» **THE DATA**:
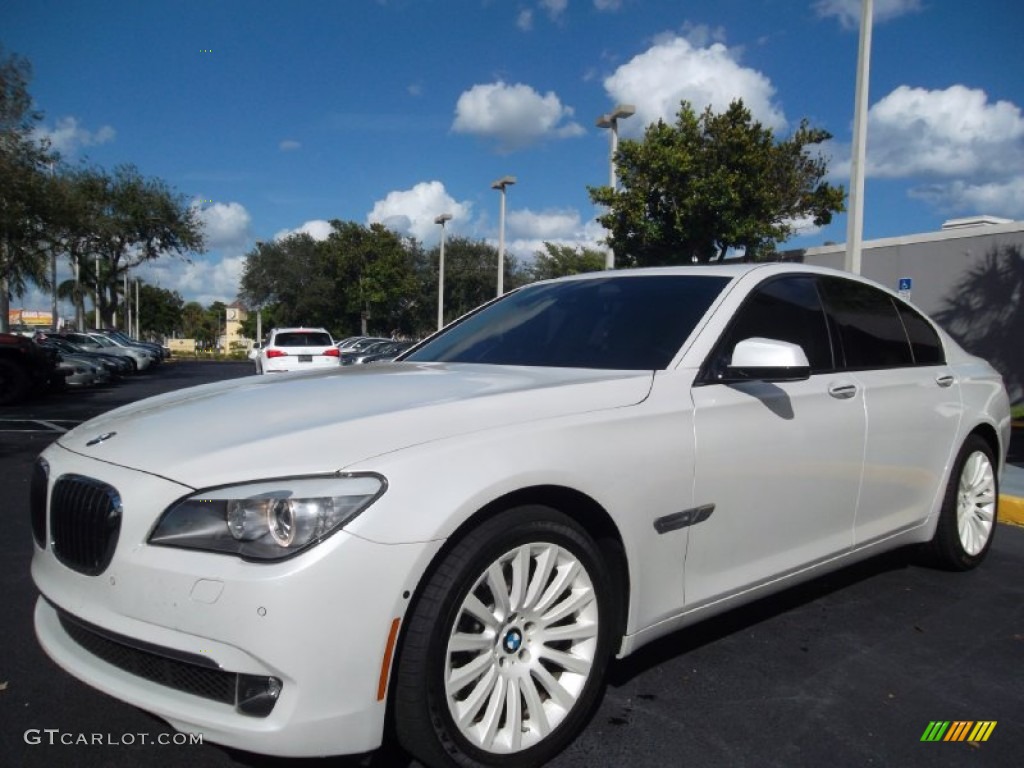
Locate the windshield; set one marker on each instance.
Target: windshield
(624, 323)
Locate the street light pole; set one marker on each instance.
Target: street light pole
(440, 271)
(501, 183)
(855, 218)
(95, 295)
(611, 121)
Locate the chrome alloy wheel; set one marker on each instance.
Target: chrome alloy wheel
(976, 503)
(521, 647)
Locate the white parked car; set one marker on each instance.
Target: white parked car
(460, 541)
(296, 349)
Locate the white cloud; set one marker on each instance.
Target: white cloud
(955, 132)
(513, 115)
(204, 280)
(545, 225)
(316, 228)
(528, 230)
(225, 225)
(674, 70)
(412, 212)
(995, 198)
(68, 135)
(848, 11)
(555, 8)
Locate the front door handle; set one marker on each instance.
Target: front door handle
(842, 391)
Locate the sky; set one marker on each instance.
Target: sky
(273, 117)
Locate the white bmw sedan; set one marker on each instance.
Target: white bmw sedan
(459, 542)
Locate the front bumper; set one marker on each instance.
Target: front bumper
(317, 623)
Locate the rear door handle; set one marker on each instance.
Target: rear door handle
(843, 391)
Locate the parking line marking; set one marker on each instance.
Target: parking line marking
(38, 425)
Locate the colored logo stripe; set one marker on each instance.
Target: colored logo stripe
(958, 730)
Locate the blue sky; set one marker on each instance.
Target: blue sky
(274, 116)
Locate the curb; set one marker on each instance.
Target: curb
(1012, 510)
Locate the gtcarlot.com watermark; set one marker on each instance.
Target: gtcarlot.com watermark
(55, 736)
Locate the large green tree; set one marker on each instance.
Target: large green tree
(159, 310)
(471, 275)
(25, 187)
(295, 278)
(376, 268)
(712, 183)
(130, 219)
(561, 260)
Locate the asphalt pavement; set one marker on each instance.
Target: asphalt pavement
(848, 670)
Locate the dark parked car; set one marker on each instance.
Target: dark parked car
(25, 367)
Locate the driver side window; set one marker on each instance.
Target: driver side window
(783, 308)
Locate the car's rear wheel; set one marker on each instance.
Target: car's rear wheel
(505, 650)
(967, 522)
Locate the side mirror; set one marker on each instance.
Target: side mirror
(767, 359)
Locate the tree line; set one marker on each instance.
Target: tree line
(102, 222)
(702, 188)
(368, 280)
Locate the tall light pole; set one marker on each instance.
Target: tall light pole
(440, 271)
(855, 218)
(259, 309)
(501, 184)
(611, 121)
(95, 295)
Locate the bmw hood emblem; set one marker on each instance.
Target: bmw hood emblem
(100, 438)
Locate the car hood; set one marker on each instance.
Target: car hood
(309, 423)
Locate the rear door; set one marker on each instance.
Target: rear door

* * *

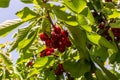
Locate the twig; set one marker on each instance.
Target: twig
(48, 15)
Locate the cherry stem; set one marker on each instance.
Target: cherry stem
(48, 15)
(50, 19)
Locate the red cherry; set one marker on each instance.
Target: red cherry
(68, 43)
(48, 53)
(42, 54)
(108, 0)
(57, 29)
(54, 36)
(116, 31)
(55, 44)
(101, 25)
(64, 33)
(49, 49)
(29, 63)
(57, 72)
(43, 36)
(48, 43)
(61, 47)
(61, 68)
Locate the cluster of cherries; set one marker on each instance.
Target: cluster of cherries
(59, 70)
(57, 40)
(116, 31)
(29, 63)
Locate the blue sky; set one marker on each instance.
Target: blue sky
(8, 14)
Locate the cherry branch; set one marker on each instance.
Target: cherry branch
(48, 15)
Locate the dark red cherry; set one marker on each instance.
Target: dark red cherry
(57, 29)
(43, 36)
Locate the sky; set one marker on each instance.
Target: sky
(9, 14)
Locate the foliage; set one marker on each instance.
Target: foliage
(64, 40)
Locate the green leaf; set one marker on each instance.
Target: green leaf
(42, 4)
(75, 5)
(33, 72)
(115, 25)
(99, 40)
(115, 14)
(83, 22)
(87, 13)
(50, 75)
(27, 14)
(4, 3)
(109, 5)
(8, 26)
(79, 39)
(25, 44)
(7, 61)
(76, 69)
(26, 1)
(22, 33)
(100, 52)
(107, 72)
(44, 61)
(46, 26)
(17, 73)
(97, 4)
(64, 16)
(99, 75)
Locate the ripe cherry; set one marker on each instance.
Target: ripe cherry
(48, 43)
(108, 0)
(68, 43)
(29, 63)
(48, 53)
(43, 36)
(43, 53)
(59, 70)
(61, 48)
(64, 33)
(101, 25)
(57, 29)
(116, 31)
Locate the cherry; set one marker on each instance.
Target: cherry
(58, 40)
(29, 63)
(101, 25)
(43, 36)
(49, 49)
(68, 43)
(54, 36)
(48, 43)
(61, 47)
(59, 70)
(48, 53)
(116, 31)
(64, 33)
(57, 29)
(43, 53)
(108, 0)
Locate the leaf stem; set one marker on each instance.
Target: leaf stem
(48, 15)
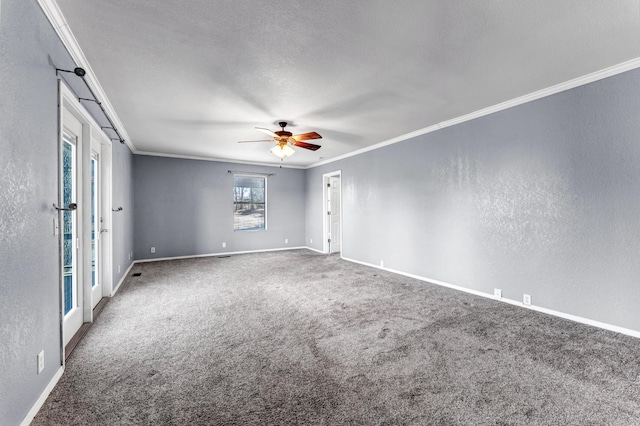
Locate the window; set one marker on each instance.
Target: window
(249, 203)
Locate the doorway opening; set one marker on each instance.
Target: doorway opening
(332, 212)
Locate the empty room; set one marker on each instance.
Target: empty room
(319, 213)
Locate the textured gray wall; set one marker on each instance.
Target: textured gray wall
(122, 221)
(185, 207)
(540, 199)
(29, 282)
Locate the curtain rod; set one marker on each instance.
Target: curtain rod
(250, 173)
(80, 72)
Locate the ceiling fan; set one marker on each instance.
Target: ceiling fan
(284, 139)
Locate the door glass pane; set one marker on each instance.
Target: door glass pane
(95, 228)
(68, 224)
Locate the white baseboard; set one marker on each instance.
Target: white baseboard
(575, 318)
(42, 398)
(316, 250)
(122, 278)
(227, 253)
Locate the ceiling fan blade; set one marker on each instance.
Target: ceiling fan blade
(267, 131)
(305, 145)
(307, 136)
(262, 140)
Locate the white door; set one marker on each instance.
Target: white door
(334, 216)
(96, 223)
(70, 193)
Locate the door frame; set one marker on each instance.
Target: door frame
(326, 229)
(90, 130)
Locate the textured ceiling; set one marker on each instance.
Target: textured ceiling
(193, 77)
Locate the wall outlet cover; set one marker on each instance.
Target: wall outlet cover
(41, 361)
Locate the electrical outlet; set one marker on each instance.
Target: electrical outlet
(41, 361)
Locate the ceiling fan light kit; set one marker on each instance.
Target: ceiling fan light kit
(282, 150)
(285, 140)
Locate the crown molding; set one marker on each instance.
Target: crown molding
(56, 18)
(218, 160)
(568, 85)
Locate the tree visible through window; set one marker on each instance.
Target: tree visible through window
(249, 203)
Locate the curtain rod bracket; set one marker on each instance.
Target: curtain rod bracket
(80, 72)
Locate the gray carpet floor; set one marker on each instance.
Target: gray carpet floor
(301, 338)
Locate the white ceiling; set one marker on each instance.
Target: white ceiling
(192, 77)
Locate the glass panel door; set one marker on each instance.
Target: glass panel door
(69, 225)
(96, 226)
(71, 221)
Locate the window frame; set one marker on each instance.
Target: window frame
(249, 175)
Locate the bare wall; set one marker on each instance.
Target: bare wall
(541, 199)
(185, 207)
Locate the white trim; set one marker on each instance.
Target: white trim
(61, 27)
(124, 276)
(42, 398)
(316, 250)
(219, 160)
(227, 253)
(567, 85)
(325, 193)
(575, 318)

» **WHAT TO PRODUCE**: A word-for-word copy of the lines above from the one with "Locate the white baseboard;" through the one with "Locate the white door;", inclusive, is the only output wanted.

» **ANSWER BOX**:
Locate the white baseboard; set one marker on each instance.
Target: white baseboard
(575, 318)
(42, 398)
(316, 250)
(122, 278)
(227, 253)
Locate the ceiling fan blade; set one marker on each instance.
Target: ceiling fan blade
(267, 131)
(305, 145)
(307, 136)
(262, 140)
Locate the white door; set one marker on each instance.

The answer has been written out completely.